**Task instructions:**
1. Using the Silver Bank text below, decide whether each statement agrees with it, and give yes or no with the deciding words quoted: (a) Most of the wrecked freighter Polyxeni rests above the surface. (b) The Dominican Republic established the Silver and Navidad Bank Sanctuary in 1996. (c) The Silver Bank is suitable for the passage of large ships.
2. According to the Silver Bank text below, which animals have long used the bank as a breeding and calving area?

Silver Bank is a shallow underwater carbonate platform that almost reaches the ocean's surface in certain areas (60 ft deep in the shallow parts), but is mostly submerged. In its northern reaches, many coral heads reach the ocean surface, especially at low tide. Lying amongst the coral heads is the wrecked freighter Polyxeni, most of which rests above the surface. Persons can board the Polyxeni only with governmental permission.

Because the Silver Bank is shallow, it is not suitable for passage of large ships. In fact, any boat in the area should obtain permission before entering the bank.

The area is considered part of the Dominican Republic, as is Navidad Bank east of it. On Oct. 14, 1986, the Dominican Republic established the Silver and Navidad Bank Sanctuary (Santuario de los Bancos de la Plata y de la Navidad) to protect the area as a safe haven for sea mammals. On July 5, 1996, a Dominican presidential decree enlarged the area, declaring it the 'Sanctuary for Marine Mammals' (Santuario de Mamíferos Marinos).

The Silver Bank has long been a breeding and calving area for humpback whales. As such, tourism centers around tours to view the whales and other wildlife.

Just to the southeast is Navidad Bank, also under the jurisdiction of the Dominican Republic.

The Silver Bank, the Navidad Bank, as well as the Mouchoir Bank further northwest, plus the Turks and Caicos Islands, are geographically considered a continuation of the Lucayan Archipelago.

**Collected data entries:**
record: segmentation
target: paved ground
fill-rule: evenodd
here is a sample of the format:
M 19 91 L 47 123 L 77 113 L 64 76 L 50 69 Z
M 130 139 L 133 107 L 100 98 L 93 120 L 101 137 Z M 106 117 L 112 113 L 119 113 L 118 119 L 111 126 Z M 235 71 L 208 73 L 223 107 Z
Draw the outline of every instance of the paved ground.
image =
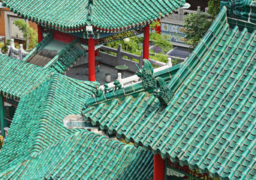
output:
M 67 71 L 66 75 L 69 77 L 72 77 L 80 80 L 88 80 L 88 74 L 86 74 L 85 64 L 80 64 L 71 68 Z M 105 74 L 110 74 L 111 82 L 114 81 L 117 78 L 117 70 L 114 67 L 111 67 L 104 64 L 100 64 L 100 72 L 95 70 L 96 81 L 99 82 L 101 85 L 105 83 Z M 134 75 L 134 73 L 130 71 L 125 71 L 124 73 L 125 77 L 128 77 Z
M 191 51 L 188 48 L 173 46 L 173 49 L 170 52 L 169 52 L 167 56 L 186 58 L 187 57 L 188 57 Z
M 171 57 L 173 59 L 173 64 L 174 65 L 182 62 L 185 58 L 186 58 L 189 56 L 190 53 L 191 52 L 188 48 L 173 46 L 173 49 L 169 51 L 167 53 L 167 56 Z M 88 80 L 88 70 L 86 70 L 84 63 L 85 62 L 83 62 L 83 60 L 78 62 L 76 66 L 71 68 L 69 70 L 67 71 L 66 75 L 68 76 L 80 80 Z M 96 70 L 95 79 L 96 81 L 99 82 L 101 85 L 105 83 L 106 74 L 110 74 L 111 82 L 114 81 L 117 78 L 117 70 L 115 69 L 114 67 L 110 67 L 104 64 L 100 64 L 100 72 L 98 72 Z M 128 77 L 134 75 L 134 74 L 130 71 L 125 71 L 124 74 L 125 77 Z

**Task-by-task answers:**
1.
(a) Yes: "most of which rests above the surface."
(b) No: "On Oct. 14, 1986, the Dominican Republic established the Silver and Navidad Bank Sanctuary"
(c) No: "it is not suitable for passage of large ships."

2. Humpback whales.